======== Information shown ========
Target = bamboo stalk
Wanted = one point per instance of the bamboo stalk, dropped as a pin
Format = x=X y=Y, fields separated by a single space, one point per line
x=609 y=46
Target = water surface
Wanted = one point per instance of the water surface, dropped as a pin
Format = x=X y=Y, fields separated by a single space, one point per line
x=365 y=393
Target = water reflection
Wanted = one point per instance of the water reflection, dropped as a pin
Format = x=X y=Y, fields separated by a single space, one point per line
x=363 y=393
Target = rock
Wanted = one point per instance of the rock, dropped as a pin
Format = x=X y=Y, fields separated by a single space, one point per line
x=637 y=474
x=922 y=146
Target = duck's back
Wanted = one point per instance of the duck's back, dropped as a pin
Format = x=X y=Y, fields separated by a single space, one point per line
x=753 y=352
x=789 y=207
========
__What the task asks__:
Convert all of the rows above into a numbered list, omitting any blank lines.

__Answer to the problem__:
1. Target = bamboo stalk
2. Wanted = one point per instance of the bamboo stalk, dropped as a pin
3. Format = x=X y=Y, fields separated by a single space, one point per line
4. x=609 y=46
5. Target = water surface
6. Wanted = one point per instance of the water surface, dropped as a pin
7. Format = x=X y=Y, fields separated by a single space, one point per line
8. x=365 y=393
9. Target = water reflection
10. Wanted = one point per instance of the water reflection, dropped as a pin
11. Format = x=X y=Y, fields separated by a single space, one point per line
12. x=363 y=393
13. Target = rock
14. Wanted = one point per instance of the rock, dropped as a pin
15. Format = x=X y=Y, fields separated by a single space, one point per line
16. x=637 y=474
17. x=922 y=146
18. Target = duck's back
19. Wanted = one point per instance of the duck's back, dropped as a pin
20. Format = x=X y=Y, fields separated by a single space, one point per line
21. x=753 y=352
22. x=789 y=207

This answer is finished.